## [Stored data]
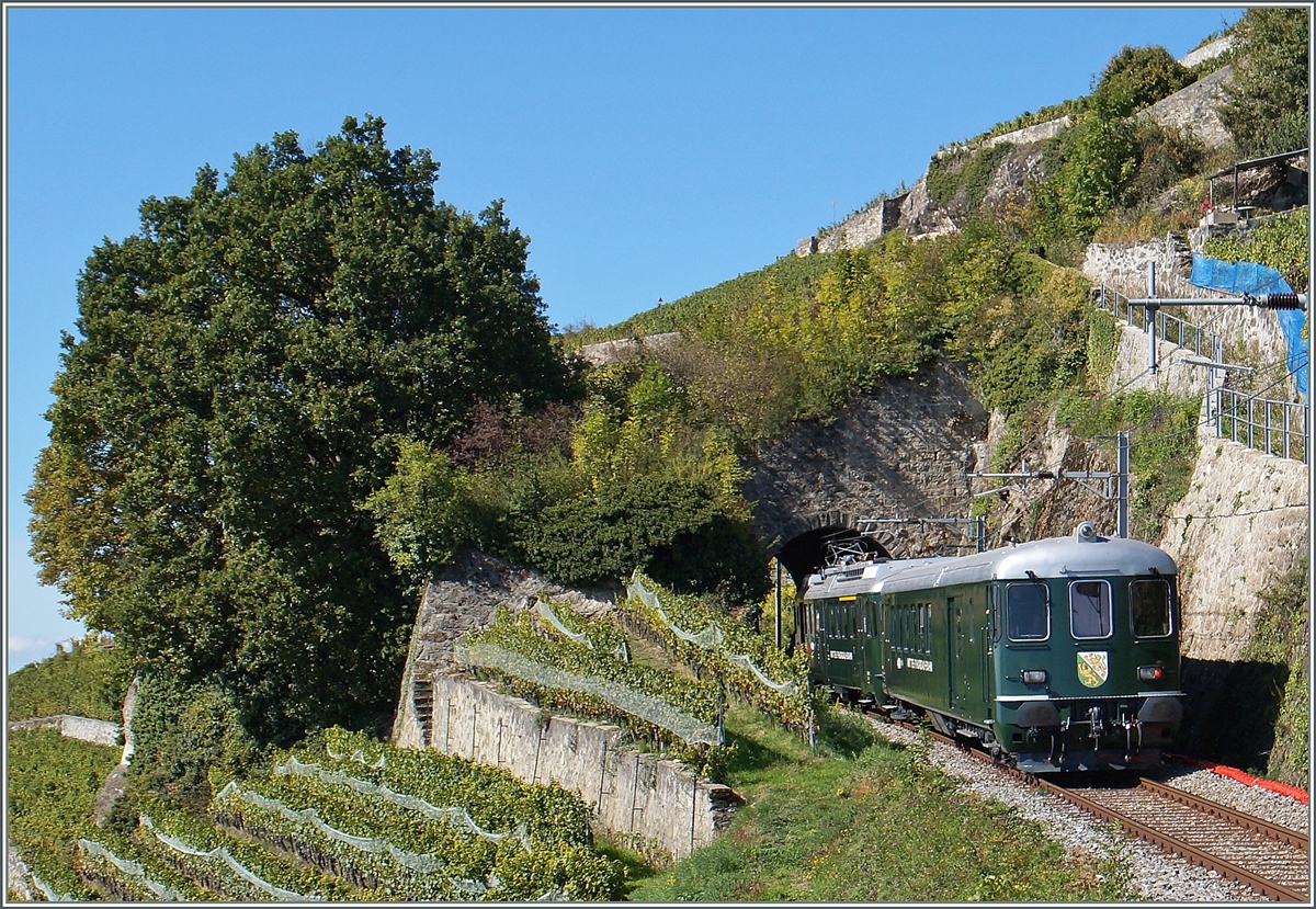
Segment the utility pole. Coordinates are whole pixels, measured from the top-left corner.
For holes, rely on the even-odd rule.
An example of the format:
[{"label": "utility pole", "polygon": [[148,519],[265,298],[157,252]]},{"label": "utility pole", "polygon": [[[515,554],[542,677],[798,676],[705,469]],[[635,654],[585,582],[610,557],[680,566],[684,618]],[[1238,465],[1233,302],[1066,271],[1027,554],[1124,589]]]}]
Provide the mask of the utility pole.
[{"label": "utility pole", "polygon": [[782,560],[776,562],[776,649],[782,649]]},{"label": "utility pole", "polygon": [[[1105,288],[1101,288],[1103,293]],[[1148,337],[1152,339],[1150,372],[1157,374],[1155,320],[1161,307],[1254,307],[1259,309],[1307,309],[1305,293],[1244,293],[1237,297],[1165,299],[1155,295],[1155,262],[1148,263],[1148,295],[1141,300],[1129,299],[1128,305],[1146,310]],[[1219,359],[1219,356],[1216,358]]]}]

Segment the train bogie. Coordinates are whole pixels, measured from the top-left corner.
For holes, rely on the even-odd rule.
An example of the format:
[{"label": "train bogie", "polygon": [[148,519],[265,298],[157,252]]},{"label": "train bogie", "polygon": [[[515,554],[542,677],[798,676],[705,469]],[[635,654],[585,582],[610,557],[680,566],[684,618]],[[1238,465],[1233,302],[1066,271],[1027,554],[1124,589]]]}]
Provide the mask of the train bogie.
[{"label": "train bogie", "polygon": [[1091,525],[811,579],[815,681],[926,714],[1023,770],[1148,768],[1182,717],[1174,562]]}]

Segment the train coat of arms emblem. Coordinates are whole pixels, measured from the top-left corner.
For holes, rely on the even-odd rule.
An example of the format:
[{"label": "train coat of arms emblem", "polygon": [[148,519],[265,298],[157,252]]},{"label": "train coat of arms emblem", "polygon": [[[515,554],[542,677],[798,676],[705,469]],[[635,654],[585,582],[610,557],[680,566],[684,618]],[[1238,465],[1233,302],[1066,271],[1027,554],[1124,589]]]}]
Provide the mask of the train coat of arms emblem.
[{"label": "train coat of arms emblem", "polygon": [[1080,650],[1078,654],[1078,680],[1088,688],[1100,688],[1111,675],[1111,664],[1104,650]]}]

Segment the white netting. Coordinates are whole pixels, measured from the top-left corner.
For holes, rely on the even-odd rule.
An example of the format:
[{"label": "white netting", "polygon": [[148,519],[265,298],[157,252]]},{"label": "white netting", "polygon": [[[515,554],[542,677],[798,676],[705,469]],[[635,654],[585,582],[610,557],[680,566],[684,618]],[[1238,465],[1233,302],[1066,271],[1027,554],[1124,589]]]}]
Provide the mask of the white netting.
[{"label": "white netting", "polygon": [[575,675],[574,672],[538,663],[528,656],[490,643],[480,643],[474,647],[458,647],[457,656],[470,666],[501,670],[521,679],[538,681],[549,688],[595,695],[633,717],[640,717],[646,722],[675,733],[686,742],[701,745],[722,743],[722,733],[717,726],[709,726],[688,713],[682,713],[666,701],[638,692],[634,688],[628,688],[620,681]]},{"label": "white netting", "polygon": [[[683,631],[682,629],[672,625],[671,620],[667,618],[667,613],[662,610],[662,606],[658,602],[658,595],[645,589],[644,583],[640,580],[638,570],[630,576],[630,583],[626,584],[626,593],[629,596],[637,597],[646,606],[657,612],[658,617],[662,618],[662,621],[667,625],[667,627],[671,629],[672,634],[675,634],[682,641],[690,641],[691,643],[695,643],[704,650],[711,650],[712,647],[720,647],[722,645],[724,641],[722,630],[717,627],[716,624],[711,624],[699,634],[690,634],[688,631]],[[763,683],[772,691],[780,692],[782,695],[787,696],[795,693],[797,685],[794,681],[780,681],[780,683],[772,681],[766,675],[763,675],[763,671],[758,668],[758,666],[754,663],[753,659],[749,658],[747,654],[728,654],[725,647],[722,647],[722,652],[729,662],[741,667],[742,670],[749,670],[755,679],[758,679],[761,683]]]},{"label": "white netting", "polygon": [[[355,760],[358,764],[366,764],[366,752],[361,749],[353,751],[350,758],[343,758],[341,754],[334,754],[333,749],[330,749],[328,745],[325,746],[325,752],[334,760]],[[380,754],[379,760],[376,760],[372,764],[366,764],[366,767],[370,767],[371,770],[382,770],[384,767],[384,755]]]},{"label": "white netting", "polygon": [[129,877],[137,877],[138,880],[142,881],[142,884],[147,887],[147,889],[150,889],[151,893],[154,893],[166,902],[178,902],[179,900],[183,898],[179,895],[179,892],[175,891],[172,887],[167,887],[164,884],[159,884],[151,880],[150,876],[146,873],[146,870],[142,867],[141,862],[133,862],[132,859],[121,859],[113,852],[111,852],[108,848],[101,846],[100,843],[93,842],[91,839],[79,839],[78,846],[82,848],[82,851],[89,855],[96,855],[105,859]]},{"label": "white netting", "polygon": [[295,823],[309,823],[316,830],[329,837],[329,839],[346,843],[347,846],[361,850],[362,852],[370,852],[371,855],[391,855],[395,862],[411,868],[412,871],[433,875],[443,868],[443,860],[433,852],[411,852],[405,848],[399,848],[387,839],[382,839],[379,837],[354,837],[350,833],[343,833],[342,830],[332,827],[320,818],[320,813],[315,808],[296,810],[288,808],[278,798],[268,798],[262,796],[259,792],[251,792],[250,789],[243,791],[237,783],[229,783],[224,787],[224,791],[220,792],[218,797],[224,798],[230,793],[236,793],[238,798],[251,805],[278,812]]},{"label": "white netting", "polygon": [[41,877],[37,876],[37,872],[32,868],[28,870],[28,876],[32,877],[32,883],[37,885],[37,889],[46,895],[47,902],[76,902],[76,900],[67,893],[57,893],[50,889],[50,885],[41,880]]},{"label": "white netting", "polygon": [[555,612],[553,612],[553,606],[550,606],[547,601],[544,600],[544,597],[538,599],[536,609],[538,609],[540,617],[544,618],[544,621],[546,621],[549,625],[555,627],[558,631],[571,638],[576,643],[583,643],[590,650],[594,650],[594,643],[591,643],[590,637],[584,631],[572,631],[566,625],[563,625],[562,620],[558,618]]},{"label": "white netting", "polygon": [[407,793],[403,792],[393,792],[382,783],[371,783],[370,780],[357,779],[355,776],[350,776],[347,774],[343,774],[342,771],[324,770],[320,764],[304,764],[293,756],[290,756],[286,763],[275,767],[274,772],[296,774],[297,776],[316,776],[325,783],[332,783],[336,785],[347,785],[355,789],[357,792],[363,792],[370,796],[376,796],[379,798],[383,798],[384,801],[397,805],[399,808],[420,812],[421,814],[433,821],[453,823],[458,827],[462,827],[470,833],[474,833],[478,837],[483,837],[484,839],[488,839],[495,843],[503,839],[504,837],[515,835],[521,841],[521,845],[525,847],[526,852],[533,851],[530,848],[530,839],[525,831],[525,825],[521,825],[521,827],[519,827],[515,833],[491,833],[484,827],[482,827],[480,825],[478,825],[471,818],[470,813],[462,806],[437,808],[434,805],[430,805],[424,798],[417,798],[416,796],[408,796]]},{"label": "white netting", "polygon": [[270,896],[272,896],[275,900],[279,900],[280,902],[303,902],[303,901],[316,901],[316,902],[318,902],[318,901],[324,900],[324,897],[320,897],[320,896],[303,896],[301,893],[297,893],[295,891],[286,891],[282,887],[275,887],[270,881],[263,880],[259,876],[257,876],[253,871],[250,871],[247,867],[245,867],[241,862],[238,862],[232,855],[229,855],[229,850],[226,850],[222,846],[218,846],[218,847],[212,848],[209,851],[193,848],[193,847],[188,846],[187,843],[184,843],[182,839],[178,839],[175,837],[170,837],[166,833],[161,833],[161,830],[154,823],[151,823],[151,820],[147,816],[142,814],[141,820],[142,820],[142,826],[145,826],[146,829],[149,829],[153,834],[155,834],[155,838],[158,841],[161,841],[162,843],[164,843],[166,846],[168,846],[175,852],[183,852],[184,855],[195,855],[195,856],[201,858],[201,859],[217,859],[217,860],[222,862],[224,864],[226,864],[229,868],[232,868],[233,872],[237,873],[238,877],[241,877],[242,880],[247,881],[253,887],[255,887],[255,888],[258,888],[258,889],[268,893]]},{"label": "white netting", "polygon": [[671,629],[671,633],[682,641],[690,641],[692,645],[703,647],[704,650],[716,647],[722,642],[722,630],[713,622],[709,622],[708,627],[699,634],[691,634],[690,631],[676,627],[672,621],[667,618],[667,613],[662,610],[662,605],[658,602],[658,595],[645,589],[645,585],[640,581],[638,571],[630,576],[630,583],[626,584],[626,593],[640,599],[646,606],[657,612],[663,624]]},{"label": "white netting", "polygon": [[759,670],[754,664],[754,660],[751,660],[745,654],[726,654],[726,659],[734,663],[736,666],[741,667],[742,670],[749,670],[750,672],[754,674],[755,679],[758,679],[761,683],[763,683],[772,691],[779,692],[782,695],[787,696],[794,695],[795,689],[799,687],[794,681],[772,681],[766,675],[763,675],[763,671]]}]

## [What you should do]
Print the lines of the data above exactly as they appear, from the line containing "Segment the white" down to the line containing "Provide the mask of the white netting.", with both of those lines included.

## [Correct output]
Segment the white netting. Coordinates are whole pixels, measured from the top-left corner.
For holes, rely on the even-odd rule.
An example of the format:
[{"label": "white netting", "polygon": [[148,519],[265,298],[157,252]]},{"label": "white netting", "polygon": [[[515,554],[542,677],[798,676],[705,469]],[[635,654],[585,582],[610,557],[680,566],[684,618]],[[1238,465],[1233,302],[1066,271],[1027,554],[1124,589]]]}]
Provide the mask of the white netting.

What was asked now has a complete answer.